__Text__
»»

Thermodynamics of Hydrophobic Interactions
When a hydrophobe is dropped in an aqueous medium, hydrogen bonds between water molecules will be broken to make room for the hydrophobe; however, water molecules do not react with hydrophobe. This is considered an endothermic reaction, because when bonds are broken heat is put into the system. Water molecules that are distorted by the presence of the hydrophobe will make new hydrogen bonds and form an ice-like cage structure called a clathrate cage around the hydrophobe. This orientation makes the system (hydrophobe) more structured with an decrease of the total entropy of the system; therefore \( \Delta S < 0\).
The change in enthalpy (\( \Delta H \)) of the system can be negative, zero, or positive because the new hydrogen bonds can partially, completely, or over compensate for the hydrogen bonds broken by the entrance of the hydrophobe. The change in enthalpy, however, is insignificant in determining the spontaneity of the reaction (mixing of hydrophobic molecules and water) because the change in entropy (\( \Delta S \)) is large.
According to the Gibbs Energy formula
\[ \Delta G = \Delta H - T\Delta S \label{eq1}\]
with a small unknown value of \(\Delta H\) and a large negative value of \(\Delta{S} \), the value of \(\Delta G\) will turn out to be positive. A positive \(\Delta G\) indicates that the mixing of the hydrophobe and water molecules is not spontaneous.

««

__Problems to solve__
A - Name every value the passage on hydrophobic interactions says the change in enthalpy of the system can take.
B - Please extend the passage on hydrophobic interactions by continuing on from its final sentence.
The rows that come next have no connection to the passage on hydrophobic interactions.

__Extracted information__

»»

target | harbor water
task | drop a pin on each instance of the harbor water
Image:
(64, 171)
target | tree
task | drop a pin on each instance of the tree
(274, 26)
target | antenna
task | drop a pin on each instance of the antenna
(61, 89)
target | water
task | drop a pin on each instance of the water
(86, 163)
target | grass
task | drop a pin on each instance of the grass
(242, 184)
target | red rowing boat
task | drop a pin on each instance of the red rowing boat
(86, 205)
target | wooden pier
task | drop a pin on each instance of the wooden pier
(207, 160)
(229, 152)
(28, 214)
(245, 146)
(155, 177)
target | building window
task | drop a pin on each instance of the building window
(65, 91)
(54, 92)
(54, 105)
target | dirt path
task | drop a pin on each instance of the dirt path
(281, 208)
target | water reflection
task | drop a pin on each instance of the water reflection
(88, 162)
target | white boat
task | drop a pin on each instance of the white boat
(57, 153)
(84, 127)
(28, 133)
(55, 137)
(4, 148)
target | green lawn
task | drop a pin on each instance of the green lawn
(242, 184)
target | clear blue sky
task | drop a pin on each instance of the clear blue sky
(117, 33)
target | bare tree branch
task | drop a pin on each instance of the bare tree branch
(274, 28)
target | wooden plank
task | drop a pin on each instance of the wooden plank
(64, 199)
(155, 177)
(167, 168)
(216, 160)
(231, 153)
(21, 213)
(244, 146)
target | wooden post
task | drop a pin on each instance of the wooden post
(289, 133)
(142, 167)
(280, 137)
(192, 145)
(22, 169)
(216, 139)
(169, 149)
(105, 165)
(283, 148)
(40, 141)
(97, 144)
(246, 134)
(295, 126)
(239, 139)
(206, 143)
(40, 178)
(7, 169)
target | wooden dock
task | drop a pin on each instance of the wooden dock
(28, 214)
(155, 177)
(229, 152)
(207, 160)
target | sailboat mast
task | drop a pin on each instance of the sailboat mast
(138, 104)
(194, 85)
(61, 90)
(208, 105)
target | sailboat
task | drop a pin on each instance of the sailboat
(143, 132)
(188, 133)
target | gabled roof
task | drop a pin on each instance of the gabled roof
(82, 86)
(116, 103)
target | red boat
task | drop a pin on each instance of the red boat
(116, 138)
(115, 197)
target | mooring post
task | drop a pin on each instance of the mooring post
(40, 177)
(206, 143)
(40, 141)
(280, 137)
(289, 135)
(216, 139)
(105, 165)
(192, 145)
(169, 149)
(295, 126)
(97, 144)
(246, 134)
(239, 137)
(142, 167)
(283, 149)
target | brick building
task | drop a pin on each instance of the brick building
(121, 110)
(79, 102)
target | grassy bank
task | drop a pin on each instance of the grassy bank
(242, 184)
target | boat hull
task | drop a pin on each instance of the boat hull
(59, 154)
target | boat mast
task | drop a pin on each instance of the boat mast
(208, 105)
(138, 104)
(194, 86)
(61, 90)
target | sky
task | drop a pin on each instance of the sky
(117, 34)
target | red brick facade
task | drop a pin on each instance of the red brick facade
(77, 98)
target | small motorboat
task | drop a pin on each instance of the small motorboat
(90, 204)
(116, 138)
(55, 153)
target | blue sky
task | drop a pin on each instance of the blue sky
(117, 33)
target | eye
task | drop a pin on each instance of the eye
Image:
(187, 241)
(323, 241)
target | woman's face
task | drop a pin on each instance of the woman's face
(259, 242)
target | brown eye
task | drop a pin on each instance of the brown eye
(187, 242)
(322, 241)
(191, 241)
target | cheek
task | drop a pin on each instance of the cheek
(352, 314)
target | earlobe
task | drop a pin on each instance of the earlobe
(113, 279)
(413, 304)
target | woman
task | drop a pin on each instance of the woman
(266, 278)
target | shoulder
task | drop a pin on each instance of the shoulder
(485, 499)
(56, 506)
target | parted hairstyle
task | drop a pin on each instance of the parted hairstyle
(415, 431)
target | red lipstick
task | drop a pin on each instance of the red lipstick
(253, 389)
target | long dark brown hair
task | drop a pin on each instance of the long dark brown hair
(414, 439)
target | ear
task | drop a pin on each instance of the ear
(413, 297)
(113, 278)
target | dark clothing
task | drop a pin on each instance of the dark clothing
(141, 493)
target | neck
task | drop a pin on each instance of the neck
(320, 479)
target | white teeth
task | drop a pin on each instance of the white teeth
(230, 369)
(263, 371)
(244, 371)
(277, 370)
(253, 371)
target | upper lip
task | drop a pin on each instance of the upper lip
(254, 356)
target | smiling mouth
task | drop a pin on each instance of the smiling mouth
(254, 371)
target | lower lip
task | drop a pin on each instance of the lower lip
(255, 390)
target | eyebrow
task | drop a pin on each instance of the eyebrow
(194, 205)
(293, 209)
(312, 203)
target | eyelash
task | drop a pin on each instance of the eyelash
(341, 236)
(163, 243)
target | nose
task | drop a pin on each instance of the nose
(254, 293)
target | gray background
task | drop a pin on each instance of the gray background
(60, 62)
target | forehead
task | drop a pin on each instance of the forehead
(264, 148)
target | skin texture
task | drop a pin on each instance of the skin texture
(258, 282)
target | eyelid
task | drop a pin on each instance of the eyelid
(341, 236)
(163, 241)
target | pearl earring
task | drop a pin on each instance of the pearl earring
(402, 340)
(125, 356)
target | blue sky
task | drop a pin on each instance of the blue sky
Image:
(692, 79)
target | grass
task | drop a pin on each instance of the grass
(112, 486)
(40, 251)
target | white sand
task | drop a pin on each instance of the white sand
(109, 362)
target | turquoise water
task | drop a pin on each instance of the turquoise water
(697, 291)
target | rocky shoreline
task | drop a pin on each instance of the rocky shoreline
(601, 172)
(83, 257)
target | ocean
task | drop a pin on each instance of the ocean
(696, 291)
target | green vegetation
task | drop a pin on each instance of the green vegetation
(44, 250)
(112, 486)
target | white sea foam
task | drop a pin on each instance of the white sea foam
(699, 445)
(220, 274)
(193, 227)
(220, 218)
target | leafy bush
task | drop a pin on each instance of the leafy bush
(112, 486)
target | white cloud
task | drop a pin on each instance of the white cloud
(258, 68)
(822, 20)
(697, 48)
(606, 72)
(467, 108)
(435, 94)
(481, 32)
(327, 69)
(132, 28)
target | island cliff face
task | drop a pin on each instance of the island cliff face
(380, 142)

««

__Results in order__
A - Negative, zero, and positive.

B -
Formation of Hydrophobic Interactions
The mixing hydrophobes and water molecules is not spontaneous; however, hydrophobic interactions between hydrophobes are spontaneous. When hydropobes come together and interact with each other, enthalpy increases ( \( \Delta H \) is positive) because some of hydrogen bonds that form the clathrate cage will be broken. Tearing down a portion of the clathrate cage will cause the entropy to increase ( \( \Delta S \) is positive), since forming it decreases the entropy.
According to the Equation \(\ref{eq1}\)
- \( \Delta{H} \) = small positive value
- \( \Delta{S} \) = large positive value
Result: \( \Delta{G} \) is negative and hence hydrophobic interactions are spontaneous.
Strength of Hydrophobic Interactions
Hydrophobic interactions are relatively stronger than other weak intermolecular forces (i.e., Van der Waals interactions or Hydrogen bonds). The strength of Hydrophobic Interactions depend on several factors including (in order of strength of influence):
- Temperature: As temperature increases, the strength of hydrophobic interactions increases also. However, at an extreme temperature, hydrophobic interactions will denature.
- Number of carbons on the hydrophobes: Molecules with the greatest number of carbons will have the strongest hydrophobic interactions.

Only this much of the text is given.